What the task asks => A faithful copy of all the records is needed, with the pictures omitted.

Top of Raw data

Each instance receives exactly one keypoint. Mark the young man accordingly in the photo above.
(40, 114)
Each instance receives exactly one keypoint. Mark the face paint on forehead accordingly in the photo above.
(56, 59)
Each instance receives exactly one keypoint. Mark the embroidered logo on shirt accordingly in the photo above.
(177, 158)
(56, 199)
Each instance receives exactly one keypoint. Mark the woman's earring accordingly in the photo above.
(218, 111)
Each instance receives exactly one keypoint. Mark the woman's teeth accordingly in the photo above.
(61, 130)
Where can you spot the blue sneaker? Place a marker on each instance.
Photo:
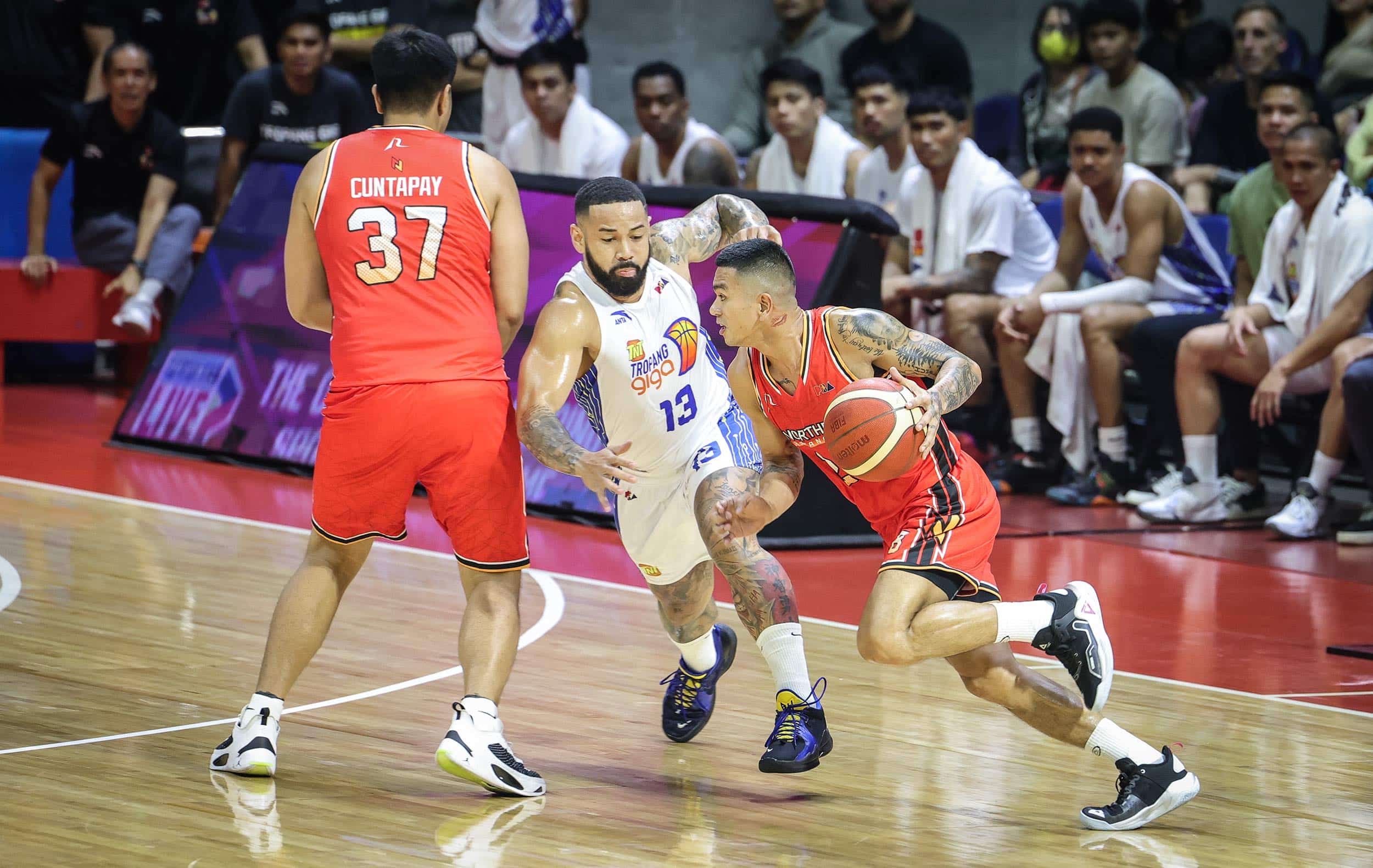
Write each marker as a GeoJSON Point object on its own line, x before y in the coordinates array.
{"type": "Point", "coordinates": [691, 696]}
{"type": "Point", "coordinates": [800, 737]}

Bottom of Raw data

Reply =>
Each instance receives exactly one keypoint. Mark the young man accordingly in the photo above.
(40, 114)
Each instance receives exactly one keypoint. Mark the face paint on forehead accordingly in the photo above.
(56, 59)
Each instance receives exactly one keypoint. Mark the embroidered logo on shirt accordingly in the photo above.
(177, 158)
(56, 199)
Each instance receives exactly one keypoint. Mark the woman's earring accordingly in the photo above.
(218, 111)
Each instance receives exactly one keypoint. Mark the woman's teeth accordingly in the photo above.
(61, 130)
Where can you spot the blue sneaker? Place a marker on each instance.
Photo:
Write each marker as a GeoJSON Point object on its own line, x before y in the coordinates array.
{"type": "Point", "coordinates": [691, 696]}
{"type": "Point", "coordinates": [800, 737]}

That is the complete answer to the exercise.